═══ Textauszug ═══

Streit um Einfluss Götterdämmerung für die Rating-Riesen

Ratingagenturen: Ihr Metier ist unter anderem das Urteil über die Bonität von Anleihenemittenten - und das schlägt sich auch in Kursverläufen nieder
Foto: REUTERSHamburg - Clark McKinley müsste es wohl ums Herz sein. Denn vor wenigen Tagen hat die Securities and Exchange Commission (SEC) erklärt, eine Reihe von Wertpapieren von der Pflicht zu einer Bewertung der Risiken durch die Agenturen zu befreien.
McKinley ist Sprecher von Calpers, eines milliardenschweren Fonds, der die Pensionen von über einer Million kalifornischen Beamten verwaltet. Calpers hat bereits 2009 Klage gegen die drei großen Ratingagenturen erhoben, Moody's, Standard & Poors und Fitch, und darin die Aussagekraft ihrer Einschätzungen angezweifelt. Die SEC nun als machtvoller Bundesgenosse? McKinley will dazu nichts sagen, wegen des anhängigen Rechtsstreits. Mehr als eine Milliarde Dollar Schadenersatz verlangt Calpers von den Rating-Riesen. Doch die Agenturen wehren sich mit allen Mitteln.

═══

Aufgaben:
1. Welchen Schadenersatz verlangt Calpers laut dem Artikel über die Ratingagenturen von den Rating-Riesen?
2. Wie lässt sich der Artikel über die Ratingagenturen in zwei Sätzen zusammenfassen?
3. Schreib den Artikel über den Streit um die Ratingagenturen im Anschluss an seinen letzten Satz weiter.

═══ Vorliegende Einträge ═══

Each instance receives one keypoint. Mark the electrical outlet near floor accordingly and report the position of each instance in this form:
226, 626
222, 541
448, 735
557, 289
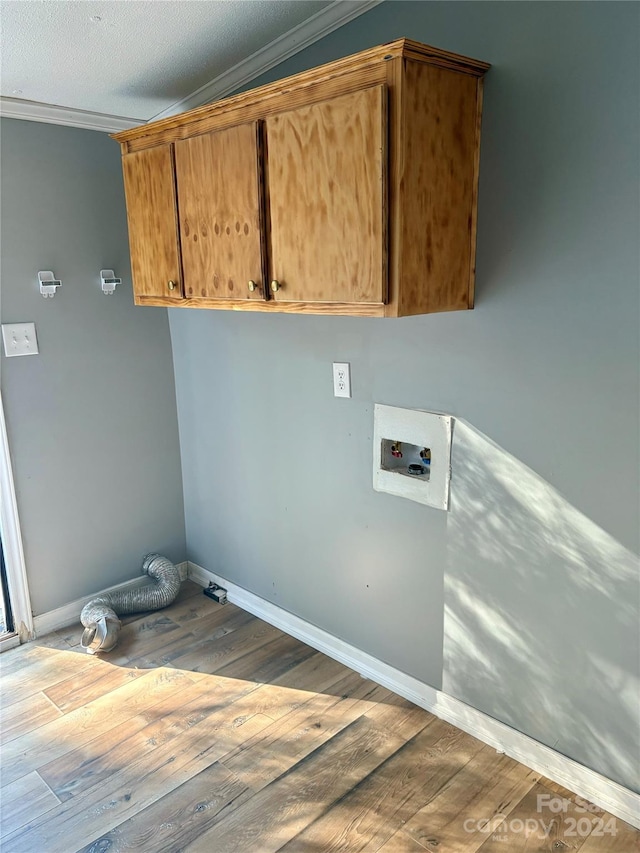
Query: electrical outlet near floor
341, 379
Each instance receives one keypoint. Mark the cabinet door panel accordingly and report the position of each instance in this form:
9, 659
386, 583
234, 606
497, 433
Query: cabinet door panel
151, 214
220, 212
327, 199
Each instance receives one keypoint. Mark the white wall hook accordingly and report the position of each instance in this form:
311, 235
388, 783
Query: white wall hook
48, 283
109, 282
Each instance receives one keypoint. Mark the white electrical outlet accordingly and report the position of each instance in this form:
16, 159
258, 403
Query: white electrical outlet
341, 379
19, 339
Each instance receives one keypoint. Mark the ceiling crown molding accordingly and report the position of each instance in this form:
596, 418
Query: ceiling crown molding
330, 18
51, 114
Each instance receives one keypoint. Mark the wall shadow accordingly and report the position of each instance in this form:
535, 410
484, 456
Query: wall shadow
541, 612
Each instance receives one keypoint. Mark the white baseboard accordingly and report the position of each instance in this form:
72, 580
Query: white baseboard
592, 786
69, 614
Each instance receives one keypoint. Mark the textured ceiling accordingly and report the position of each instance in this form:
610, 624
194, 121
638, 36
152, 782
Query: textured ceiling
133, 58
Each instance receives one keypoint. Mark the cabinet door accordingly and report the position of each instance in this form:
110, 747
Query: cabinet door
221, 213
151, 213
327, 200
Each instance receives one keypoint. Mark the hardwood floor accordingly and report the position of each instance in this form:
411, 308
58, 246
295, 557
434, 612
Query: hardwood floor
209, 730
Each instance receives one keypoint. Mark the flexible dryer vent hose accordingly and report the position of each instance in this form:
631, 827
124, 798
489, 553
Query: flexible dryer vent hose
100, 618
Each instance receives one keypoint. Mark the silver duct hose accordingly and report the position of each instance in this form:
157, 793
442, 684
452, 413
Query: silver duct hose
99, 616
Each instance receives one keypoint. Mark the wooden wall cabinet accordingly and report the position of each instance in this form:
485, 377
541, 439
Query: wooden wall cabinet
348, 189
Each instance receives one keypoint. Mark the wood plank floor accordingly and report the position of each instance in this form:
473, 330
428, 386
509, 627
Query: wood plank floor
208, 730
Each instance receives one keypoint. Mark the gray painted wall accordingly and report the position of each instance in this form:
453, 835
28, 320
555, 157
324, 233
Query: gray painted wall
91, 420
540, 584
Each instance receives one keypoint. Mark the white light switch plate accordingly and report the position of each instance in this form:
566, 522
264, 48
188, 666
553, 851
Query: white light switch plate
341, 379
19, 339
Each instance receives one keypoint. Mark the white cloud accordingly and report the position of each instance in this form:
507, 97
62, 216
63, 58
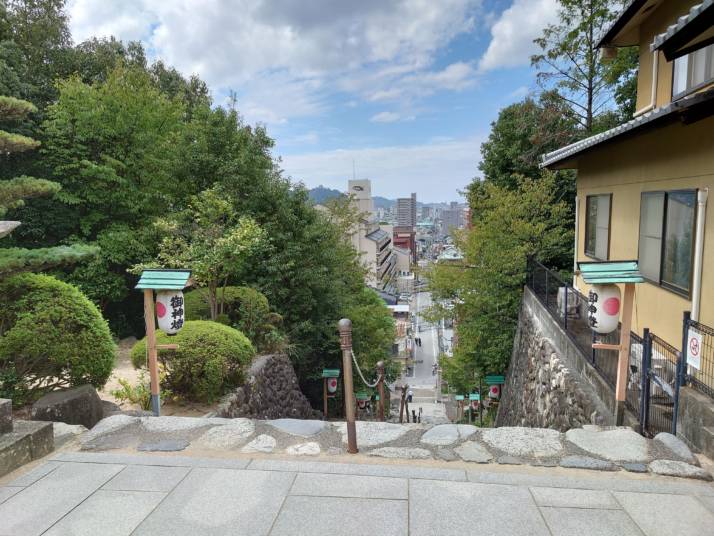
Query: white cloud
513, 33
441, 168
280, 54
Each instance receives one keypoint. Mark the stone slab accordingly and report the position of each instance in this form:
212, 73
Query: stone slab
38, 507
341, 517
447, 434
5, 415
263, 443
398, 471
524, 442
147, 478
370, 434
109, 513
665, 515
311, 448
149, 459
606, 481
589, 522
230, 436
675, 445
404, 453
471, 451
8, 491
298, 427
510, 509
163, 445
367, 487
680, 469
35, 474
586, 462
574, 498
620, 444
220, 502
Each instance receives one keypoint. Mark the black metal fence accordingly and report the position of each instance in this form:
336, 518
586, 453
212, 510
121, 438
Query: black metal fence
569, 307
699, 348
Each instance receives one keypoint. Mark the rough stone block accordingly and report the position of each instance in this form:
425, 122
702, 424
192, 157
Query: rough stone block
79, 405
5, 416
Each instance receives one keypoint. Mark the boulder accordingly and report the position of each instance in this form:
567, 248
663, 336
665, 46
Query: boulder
79, 405
270, 392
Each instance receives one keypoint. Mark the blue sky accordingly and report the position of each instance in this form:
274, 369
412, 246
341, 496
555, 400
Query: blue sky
405, 89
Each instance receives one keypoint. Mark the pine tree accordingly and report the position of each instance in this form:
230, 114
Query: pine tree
14, 191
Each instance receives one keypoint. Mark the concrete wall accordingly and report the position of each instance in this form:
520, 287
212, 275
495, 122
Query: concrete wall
549, 383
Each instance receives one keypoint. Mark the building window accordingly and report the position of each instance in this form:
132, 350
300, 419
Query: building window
667, 238
597, 226
693, 71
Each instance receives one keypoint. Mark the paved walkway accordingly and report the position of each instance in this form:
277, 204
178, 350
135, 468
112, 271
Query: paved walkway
79, 493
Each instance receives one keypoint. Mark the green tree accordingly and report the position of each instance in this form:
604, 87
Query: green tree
13, 193
569, 63
509, 225
209, 239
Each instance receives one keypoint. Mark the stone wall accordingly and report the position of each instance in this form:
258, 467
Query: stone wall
270, 392
544, 387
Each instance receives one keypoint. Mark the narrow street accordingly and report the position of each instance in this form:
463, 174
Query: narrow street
422, 379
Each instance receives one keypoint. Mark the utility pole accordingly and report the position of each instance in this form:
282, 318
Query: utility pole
345, 327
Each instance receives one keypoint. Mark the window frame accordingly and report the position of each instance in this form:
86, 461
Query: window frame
660, 282
689, 90
591, 254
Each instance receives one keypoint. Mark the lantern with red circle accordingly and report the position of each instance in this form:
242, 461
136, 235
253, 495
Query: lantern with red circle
170, 311
604, 308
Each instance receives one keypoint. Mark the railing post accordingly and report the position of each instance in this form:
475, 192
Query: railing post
345, 327
643, 379
380, 388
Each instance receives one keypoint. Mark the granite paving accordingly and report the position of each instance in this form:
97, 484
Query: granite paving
122, 494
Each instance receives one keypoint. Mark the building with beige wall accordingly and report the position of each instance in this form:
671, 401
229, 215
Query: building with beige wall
642, 187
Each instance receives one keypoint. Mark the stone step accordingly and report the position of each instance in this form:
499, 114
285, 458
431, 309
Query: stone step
5, 415
28, 441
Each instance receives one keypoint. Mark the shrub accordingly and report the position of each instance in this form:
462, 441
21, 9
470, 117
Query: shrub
51, 336
245, 308
208, 362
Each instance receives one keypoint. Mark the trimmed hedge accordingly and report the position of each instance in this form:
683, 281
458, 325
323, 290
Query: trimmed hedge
52, 337
209, 361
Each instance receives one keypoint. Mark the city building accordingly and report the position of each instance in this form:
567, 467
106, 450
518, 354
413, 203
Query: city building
642, 187
406, 211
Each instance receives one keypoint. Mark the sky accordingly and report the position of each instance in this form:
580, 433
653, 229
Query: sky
398, 91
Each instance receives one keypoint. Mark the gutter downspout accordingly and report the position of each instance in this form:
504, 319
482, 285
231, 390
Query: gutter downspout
699, 251
577, 235
653, 98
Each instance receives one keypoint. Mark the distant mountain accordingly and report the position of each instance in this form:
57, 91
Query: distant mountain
321, 194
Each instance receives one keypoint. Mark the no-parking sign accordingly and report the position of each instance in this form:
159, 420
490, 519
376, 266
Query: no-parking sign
694, 349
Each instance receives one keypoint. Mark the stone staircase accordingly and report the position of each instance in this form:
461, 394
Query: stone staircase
22, 441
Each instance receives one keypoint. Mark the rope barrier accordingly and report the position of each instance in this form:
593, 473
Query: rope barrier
359, 371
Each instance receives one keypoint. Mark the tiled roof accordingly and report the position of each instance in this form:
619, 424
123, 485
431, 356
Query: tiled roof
697, 11
576, 148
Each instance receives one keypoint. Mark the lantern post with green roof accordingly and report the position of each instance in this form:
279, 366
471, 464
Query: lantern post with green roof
151, 280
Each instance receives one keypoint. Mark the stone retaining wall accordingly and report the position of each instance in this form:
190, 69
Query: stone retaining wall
544, 387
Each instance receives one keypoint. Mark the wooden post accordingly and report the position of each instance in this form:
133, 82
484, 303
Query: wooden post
380, 388
623, 359
152, 351
345, 327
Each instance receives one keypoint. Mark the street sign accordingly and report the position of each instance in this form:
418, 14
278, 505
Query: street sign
495, 380
694, 349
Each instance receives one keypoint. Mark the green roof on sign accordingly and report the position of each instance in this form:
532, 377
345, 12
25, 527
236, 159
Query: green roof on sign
610, 272
159, 279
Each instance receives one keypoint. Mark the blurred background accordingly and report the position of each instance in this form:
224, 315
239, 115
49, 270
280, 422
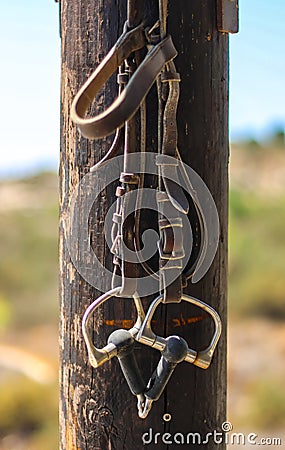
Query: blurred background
30, 90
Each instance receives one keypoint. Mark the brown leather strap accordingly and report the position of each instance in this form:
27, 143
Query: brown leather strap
131, 97
171, 249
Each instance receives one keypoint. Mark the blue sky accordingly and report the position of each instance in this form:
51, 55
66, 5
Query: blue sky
30, 79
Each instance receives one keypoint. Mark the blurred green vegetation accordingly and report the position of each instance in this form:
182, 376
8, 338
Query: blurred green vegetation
29, 286
30, 410
266, 409
257, 255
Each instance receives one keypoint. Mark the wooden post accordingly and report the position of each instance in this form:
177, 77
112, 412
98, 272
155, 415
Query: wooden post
97, 411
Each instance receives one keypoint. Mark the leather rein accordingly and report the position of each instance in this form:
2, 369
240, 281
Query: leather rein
143, 57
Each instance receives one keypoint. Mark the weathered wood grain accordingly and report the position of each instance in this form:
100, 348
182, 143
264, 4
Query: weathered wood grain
97, 411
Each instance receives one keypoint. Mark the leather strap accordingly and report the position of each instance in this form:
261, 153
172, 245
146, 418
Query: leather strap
128, 102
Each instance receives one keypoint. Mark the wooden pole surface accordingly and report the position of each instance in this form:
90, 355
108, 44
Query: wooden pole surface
97, 410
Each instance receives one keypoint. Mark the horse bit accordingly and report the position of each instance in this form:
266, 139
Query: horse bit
144, 56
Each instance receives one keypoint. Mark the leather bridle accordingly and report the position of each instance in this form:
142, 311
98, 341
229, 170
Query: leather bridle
136, 75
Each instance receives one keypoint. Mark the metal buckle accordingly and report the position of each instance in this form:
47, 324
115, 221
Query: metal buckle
98, 356
202, 358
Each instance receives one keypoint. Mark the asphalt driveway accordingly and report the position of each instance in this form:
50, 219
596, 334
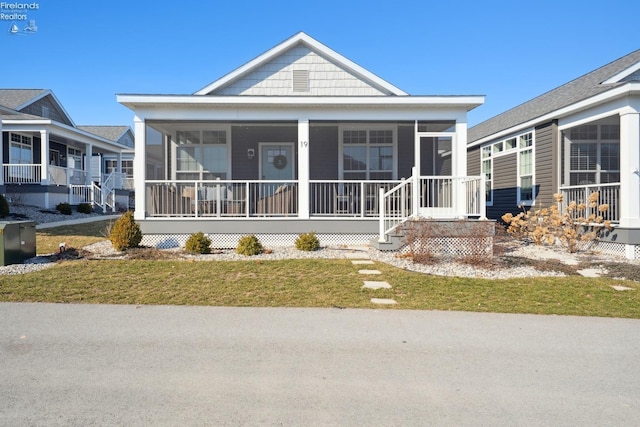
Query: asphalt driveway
157, 365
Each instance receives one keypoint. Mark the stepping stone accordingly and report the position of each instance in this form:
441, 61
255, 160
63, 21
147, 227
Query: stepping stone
369, 272
384, 301
376, 285
356, 255
362, 261
621, 288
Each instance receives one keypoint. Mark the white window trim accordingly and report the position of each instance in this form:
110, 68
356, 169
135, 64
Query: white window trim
368, 127
30, 145
192, 128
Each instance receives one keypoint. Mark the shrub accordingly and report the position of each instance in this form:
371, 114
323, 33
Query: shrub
4, 207
198, 243
249, 245
578, 223
84, 208
125, 233
308, 242
64, 208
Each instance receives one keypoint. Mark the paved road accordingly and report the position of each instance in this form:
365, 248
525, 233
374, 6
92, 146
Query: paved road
126, 365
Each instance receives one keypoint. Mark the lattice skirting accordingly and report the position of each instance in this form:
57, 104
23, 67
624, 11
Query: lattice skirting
230, 241
456, 247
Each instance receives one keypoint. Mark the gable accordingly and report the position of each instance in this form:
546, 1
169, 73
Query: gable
310, 71
47, 107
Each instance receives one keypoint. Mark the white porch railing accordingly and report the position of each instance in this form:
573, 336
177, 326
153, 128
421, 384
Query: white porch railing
21, 174
431, 196
221, 198
608, 194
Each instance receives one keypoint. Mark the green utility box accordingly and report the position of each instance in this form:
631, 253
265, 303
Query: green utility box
17, 241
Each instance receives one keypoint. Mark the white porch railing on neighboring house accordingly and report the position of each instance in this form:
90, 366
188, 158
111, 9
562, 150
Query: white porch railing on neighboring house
608, 194
21, 174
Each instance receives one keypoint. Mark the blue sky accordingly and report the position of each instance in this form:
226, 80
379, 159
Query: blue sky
510, 51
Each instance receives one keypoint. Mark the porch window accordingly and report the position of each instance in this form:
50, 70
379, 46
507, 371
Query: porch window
594, 154
367, 154
201, 154
21, 151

═══

Antworten:
1. Mehr als eine Milliarde Dollar.

2. Die SEC hat vor wenigen Tagen erklärt, eine Reihe von Wertpapieren von der Pflicht zu einer Risikobewertung durch die Agenturen zu befreien. Der Pensionsfonds Calpers hat bereits 2009 Moody's, Standard & Poors und Fitch verklagt und verlangt mehr als eine Milliarde Dollar Schadenersatz, doch die Agenturen wehren sich mit allen Mitteln.

3.
Kein Wunder, denn das Geschäft mit den Urteilen ist ein Milliardengeschäft, das sich die Agenturen nicht so ohne weiteres wegnehmen lassen wollen. Ein Beispiel: "Moody's war unter allen Investments von Warren Buffet in S&P's 500-Aktien das Unternehmen mit der höchsten Umsatzrentabilität", sagt Rating-Experte Oliver Everling.
Bestnoten für Produkte, die kurz darauf implodierten
Hinter der allgemeinen Kritik an den Ratingagenturen verbirgt sich eine Gemengelage aus unterschiedlichen Bedenken. Zum einen geht es um die Aussagekraft ihrer Urteile, zum anderen um deren Folgen. Die Aussagekraft ist es auch, die Calpers in ihrer Klage anzweifelt. Der Fonds hatte 2006 Geld in Papiere gesteckt, die die Ratingagenturen mit der Bestnote beurteilt wurden. Doch die guten Noten trogen, 2007 implodierten die Vehikel eines nach dem anderen.
Versagen die Ratingagenturen bei ihrem Versuch, die Risiken von Investmentvehikeln zu bewerten? In einer Welt mit immer komplexeren Finanzstrukturen hätte das verheerende Folgen. Beispiel Collateral Debt Obligations (CDOs), jene Portfolios aus festverzinslichen Wertpapieren - wie eben auch hypothekarisch besicherte Kredite.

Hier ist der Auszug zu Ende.